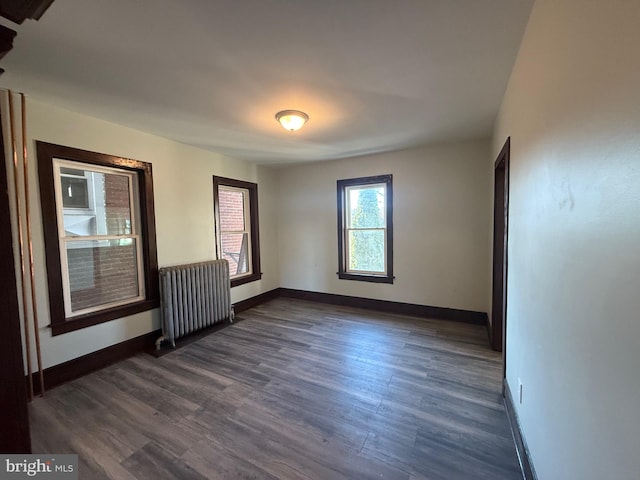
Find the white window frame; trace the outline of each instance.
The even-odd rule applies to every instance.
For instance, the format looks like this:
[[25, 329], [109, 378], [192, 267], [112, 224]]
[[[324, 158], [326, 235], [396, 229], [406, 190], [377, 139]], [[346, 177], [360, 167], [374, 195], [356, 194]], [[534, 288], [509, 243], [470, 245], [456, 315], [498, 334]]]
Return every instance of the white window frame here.
[[[127, 177], [129, 184], [129, 209], [130, 209], [130, 217], [131, 217], [131, 233], [122, 234], [122, 235], [67, 235], [64, 228], [64, 215], [65, 210], [62, 205], [62, 184], [60, 181], [60, 177], [65, 175], [62, 174], [61, 168], [73, 168], [76, 170], [84, 170], [89, 172], [96, 173], [105, 173], [105, 174], [115, 174]], [[136, 182], [136, 174], [134, 172], [123, 170], [119, 168], [112, 167], [104, 167], [94, 164], [88, 164], [77, 161], [64, 160], [60, 158], [53, 159], [53, 175], [54, 175], [54, 189], [55, 189], [55, 199], [56, 199], [56, 214], [57, 214], [57, 224], [58, 224], [58, 240], [59, 240], [59, 249], [60, 249], [60, 267], [62, 273], [62, 290], [64, 297], [64, 310], [66, 318], [78, 317], [81, 315], [86, 315], [88, 313], [98, 312], [101, 310], [105, 310], [112, 307], [119, 307], [122, 305], [128, 305], [130, 303], [140, 302], [145, 299], [145, 278], [144, 278], [144, 267], [143, 267], [143, 258], [142, 258], [142, 238], [139, 230], [140, 224], [140, 207], [138, 205], [138, 184]], [[87, 179], [87, 188], [88, 190], [93, 190], [95, 183], [93, 179], [89, 181]], [[88, 192], [88, 196], [90, 202], [96, 197], [95, 192]], [[90, 203], [89, 210], [95, 211], [95, 205]], [[108, 242], [111, 240], [118, 240], [120, 242], [126, 242], [128, 240], [132, 240], [135, 245], [136, 252], [136, 268], [137, 268], [137, 277], [138, 277], [138, 295], [135, 297], [130, 297], [121, 301], [109, 302], [100, 305], [96, 305], [90, 308], [84, 308], [81, 310], [72, 311], [71, 309], [71, 285], [69, 280], [69, 262], [67, 258], [67, 245], [72, 246], [73, 244], [80, 245], [80, 242], [103, 242], [105, 245], [108, 245]]]

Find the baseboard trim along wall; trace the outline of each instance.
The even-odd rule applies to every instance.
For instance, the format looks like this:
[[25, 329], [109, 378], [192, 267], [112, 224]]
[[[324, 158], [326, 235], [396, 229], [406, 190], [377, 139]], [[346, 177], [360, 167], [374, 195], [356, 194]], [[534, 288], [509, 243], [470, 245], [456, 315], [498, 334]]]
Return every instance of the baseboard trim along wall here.
[[[74, 358], [68, 362], [45, 368], [44, 387], [46, 390], [50, 390], [51, 388], [65, 382], [82, 377], [83, 375], [100, 370], [112, 363], [131, 357], [136, 353], [145, 350], [151, 351], [154, 347], [156, 338], [158, 338], [161, 333], [162, 332], [160, 330], [154, 330], [153, 332], [145, 333], [139, 337], [131, 338], [124, 342], [116, 343], [115, 345]], [[36, 376], [34, 376], [34, 379], [35, 378]], [[33, 383], [34, 393], [40, 394], [39, 382], [34, 381]]]
[[513, 441], [516, 444], [516, 452], [518, 454], [520, 468], [522, 469], [522, 476], [524, 477], [524, 480], [537, 480], [538, 476], [536, 475], [536, 471], [531, 463], [527, 442], [525, 442], [524, 436], [522, 435], [520, 421], [518, 420], [518, 414], [516, 413], [515, 405], [513, 403], [513, 395], [511, 394], [511, 388], [509, 388], [509, 382], [507, 382], [506, 378], [504, 379], [504, 406], [507, 411], [509, 425], [511, 426]]
[[[276, 288], [256, 295], [255, 297], [241, 300], [234, 303], [234, 310], [235, 313], [238, 314], [278, 297], [296, 298], [312, 302], [327, 303], [330, 305], [365, 308], [421, 318], [453, 320], [456, 322], [472, 323], [476, 325], [487, 324], [487, 314], [482, 312], [457, 310], [454, 308], [430, 307], [411, 303], [390, 302], [387, 300], [376, 300], [371, 298], [350, 297], [346, 295], [336, 295], [333, 293], [310, 292], [307, 290], [296, 290], [292, 288]], [[214, 330], [217, 330], [217, 328]], [[142, 351], [153, 353], [154, 342], [161, 333], [162, 332], [160, 330], [155, 330], [116, 345], [103, 348], [102, 350], [74, 358], [68, 362], [46, 368], [44, 370], [45, 389], [51, 389], [57, 385], [61, 385], [62, 383], [94, 372], [111, 365], [112, 363], [124, 360], [136, 353]], [[34, 382], [34, 388], [37, 389], [35, 393], [40, 393], [38, 382]]]
[[261, 293], [260, 295], [256, 295], [255, 297], [236, 302], [233, 304], [233, 311], [238, 314], [240, 312], [244, 312], [245, 310], [249, 310], [250, 308], [257, 307], [261, 303], [266, 303], [270, 300], [273, 300], [274, 298], [278, 298], [280, 296], [279, 290], [279, 288], [274, 288], [273, 290]]
[[307, 290], [295, 290], [292, 288], [279, 288], [278, 296], [298, 298], [312, 302], [329, 303], [331, 305], [343, 305], [347, 307], [366, 308], [399, 315], [413, 317], [433, 318], [437, 320], [452, 320], [454, 322], [472, 323], [474, 325], [487, 325], [488, 317], [484, 312], [470, 310], [458, 310], [455, 308], [431, 307], [413, 303], [391, 302], [388, 300], [376, 300], [373, 298], [350, 297], [336, 295], [334, 293], [309, 292]]

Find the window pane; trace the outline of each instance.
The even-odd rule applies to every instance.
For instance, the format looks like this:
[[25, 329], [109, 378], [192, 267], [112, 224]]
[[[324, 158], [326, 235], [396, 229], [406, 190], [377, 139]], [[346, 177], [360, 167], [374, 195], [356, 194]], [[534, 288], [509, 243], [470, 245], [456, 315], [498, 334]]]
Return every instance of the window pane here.
[[140, 295], [136, 240], [67, 242], [71, 311]]
[[349, 226], [351, 228], [384, 228], [384, 186], [350, 188]]
[[244, 225], [244, 193], [242, 190], [220, 188], [220, 228], [223, 232], [242, 232]]
[[81, 173], [84, 178], [60, 177], [65, 235], [133, 233], [129, 176], [89, 170]]
[[89, 208], [89, 191], [84, 177], [61, 177], [64, 208]]
[[384, 230], [349, 231], [349, 270], [384, 273]]
[[222, 258], [229, 262], [231, 276], [249, 273], [249, 234], [223, 233], [220, 241]]

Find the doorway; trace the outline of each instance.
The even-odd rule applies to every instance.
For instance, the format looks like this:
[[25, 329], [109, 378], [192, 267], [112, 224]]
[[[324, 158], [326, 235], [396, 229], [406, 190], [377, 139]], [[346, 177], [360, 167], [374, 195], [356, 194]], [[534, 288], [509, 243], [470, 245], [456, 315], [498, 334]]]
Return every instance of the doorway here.
[[509, 226], [509, 157], [511, 137], [507, 138], [494, 164], [493, 184], [493, 282], [491, 348], [502, 352], [506, 370], [507, 328], [507, 240]]

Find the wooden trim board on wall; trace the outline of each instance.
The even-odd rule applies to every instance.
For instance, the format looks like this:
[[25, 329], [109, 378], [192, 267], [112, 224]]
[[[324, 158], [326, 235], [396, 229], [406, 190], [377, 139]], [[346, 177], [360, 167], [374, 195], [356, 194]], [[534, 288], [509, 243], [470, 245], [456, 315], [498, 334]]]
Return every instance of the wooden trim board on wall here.
[[524, 477], [524, 480], [537, 480], [538, 476], [536, 475], [536, 471], [531, 463], [529, 449], [527, 448], [527, 443], [522, 435], [518, 414], [516, 413], [513, 402], [513, 395], [511, 394], [509, 382], [507, 382], [506, 378], [504, 379], [503, 391], [504, 406], [507, 411], [507, 418], [509, 419], [511, 433], [513, 434], [513, 441], [516, 444], [516, 453], [518, 454], [518, 461], [520, 462], [520, 468], [522, 469], [522, 476]]
[[[483, 312], [458, 310], [454, 308], [430, 307], [426, 305], [390, 302], [386, 300], [376, 300], [371, 298], [350, 297], [346, 295], [336, 295], [331, 293], [309, 292], [306, 290], [295, 290], [292, 288], [276, 288], [268, 292], [256, 295], [255, 297], [241, 300], [234, 303], [234, 310], [235, 313], [238, 314], [278, 297], [296, 298], [300, 300], [327, 303], [331, 305], [365, 308], [421, 318], [451, 320], [456, 322], [471, 323], [475, 325], [487, 324], [487, 314]], [[226, 325], [227, 324], [220, 325], [216, 328], [211, 329], [210, 331], [216, 331], [219, 328], [224, 328], [224, 326]], [[111, 345], [109, 347], [103, 348], [102, 350], [83, 355], [82, 357], [69, 360], [68, 362], [49, 367], [44, 371], [45, 387], [47, 389], [51, 389], [64, 382], [68, 382], [93, 371], [99, 370], [120, 360], [124, 360], [125, 358], [135, 355], [139, 352], [148, 351], [152, 353], [154, 351], [154, 342], [160, 335], [161, 331], [155, 330], [153, 332], [132, 338], [130, 340], [126, 340], [116, 345]], [[197, 335], [197, 333], [195, 335]]]
[[331, 305], [343, 305], [347, 307], [366, 308], [380, 312], [397, 313], [421, 318], [433, 318], [436, 320], [452, 320], [454, 322], [472, 323], [474, 325], [486, 325], [487, 314], [470, 310], [458, 310], [455, 308], [431, 307], [413, 303], [391, 302], [373, 298], [350, 297], [336, 295], [334, 293], [309, 292], [307, 290], [295, 290], [292, 288], [279, 288], [278, 296], [310, 300], [312, 302], [328, 303]]
[[[96, 352], [88, 353], [68, 362], [54, 365], [44, 370], [44, 386], [47, 390], [69, 382], [88, 373], [100, 370], [112, 363], [119, 362], [143, 351], [152, 351], [160, 330], [145, 333], [139, 337], [125, 340]], [[40, 393], [39, 385], [34, 385], [34, 392]]]

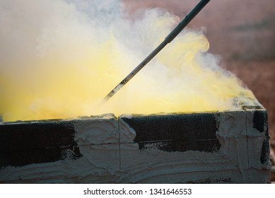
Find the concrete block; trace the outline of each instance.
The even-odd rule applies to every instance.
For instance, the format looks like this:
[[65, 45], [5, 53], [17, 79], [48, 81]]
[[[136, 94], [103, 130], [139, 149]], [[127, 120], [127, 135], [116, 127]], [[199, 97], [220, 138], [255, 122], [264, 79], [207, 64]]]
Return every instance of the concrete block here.
[[267, 183], [264, 109], [0, 123], [2, 183]]

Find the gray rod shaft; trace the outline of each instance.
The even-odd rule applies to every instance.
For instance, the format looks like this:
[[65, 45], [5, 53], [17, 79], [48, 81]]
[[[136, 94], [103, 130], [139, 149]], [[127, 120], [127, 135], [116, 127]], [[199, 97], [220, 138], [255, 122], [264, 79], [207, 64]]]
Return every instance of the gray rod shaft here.
[[111, 98], [120, 88], [131, 79], [144, 66], [146, 65], [167, 44], [170, 42], [186, 25], [196, 16], [196, 15], [209, 2], [210, 0], [201, 0], [196, 6], [180, 22], [165, 40], [141, 62], [130, 74], [128, 74], [115, 88], [114, 88], [104, 98], [103, 103]]

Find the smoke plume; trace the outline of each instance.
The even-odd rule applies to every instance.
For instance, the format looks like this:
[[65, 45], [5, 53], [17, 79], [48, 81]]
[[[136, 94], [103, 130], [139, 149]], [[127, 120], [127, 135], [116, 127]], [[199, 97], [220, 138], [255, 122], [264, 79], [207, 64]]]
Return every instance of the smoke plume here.
[[129, 13], [119, 0], [1, 0], [0, 115], [14, 121], [230, 110], [254, 103], [207, 52], [201, 28], [181, 33], [98, 106], [180, 20], [158, 8]]

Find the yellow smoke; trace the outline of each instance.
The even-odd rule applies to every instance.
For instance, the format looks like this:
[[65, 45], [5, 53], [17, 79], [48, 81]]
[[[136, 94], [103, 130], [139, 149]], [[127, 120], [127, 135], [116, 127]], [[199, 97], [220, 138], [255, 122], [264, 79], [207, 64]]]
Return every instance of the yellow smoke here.
[[4, 121], [228, 110], [240, 107], [235, 101], [255, 100], [206, 52], [209, 44], [203, 31], [189, 30], [98, 106], [179, 19], [156, 9], [144, 11], [144, 18], [133, 21], [123, 14], [119, 1], [109, 1], [108, 8], [101, 1], [92, 5], [67, 1], [1, 1], [0, 115]]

_Given exercise_
Lay out the data above as a Markdown table with the columns "Row" and "Line", starting at the line containing "Find the window" and ending at the line containing "233], [220, 241]]". Put each line in its own numbered row and skip any blank lines.

_Finished answer_
| Row | Line |
|---|---|
| 1 | Find the window pane; trace the outline of each instance. |
| 2 | The even-odd rule applies to every instance. |
| 3 | For instance, the format looks like this: |
| 4 | [[25, 329], [109, 378], [192, 267], [112, 224]] |
| 5 | [[[324, 158], [326, 235], [396, 229], [406, 190], [377, 139]], [[346, 177], [360, 167], [374, 195], [356, 194]], [[534, 288], [509, 243], [470, 245], [456, 315], [498, 334]]] |
| 6 | Return every instance of the window pane here. |
| 7 | [[140, 295], [136, 240], [67, 242], [71, 311]] |
| 8 | [[349, 226], [351, 228], [384, 228], [384, 186], [350, 188]] |
| 9 | [[244, 225], [244, 193], [242, 190], [220, 188], [220, 228], [223, 232], [242, 232]] |
| 10 | [[81, 173], [84, 178], [60, 177], [65, 235], [133, 233], [129, 176], [89, 170]] |
| 11 | [[89, 208], [89, 191], [84, 177], [61, 177], [64, 208]] |
| 12 | [[384, 230], [349, 231], [349, 270], [384, 273]] |
| 13 | [[222, 258], [229, 262], [231, 276], [249, 273], [249, 234], [223, 233], [220, 241]] |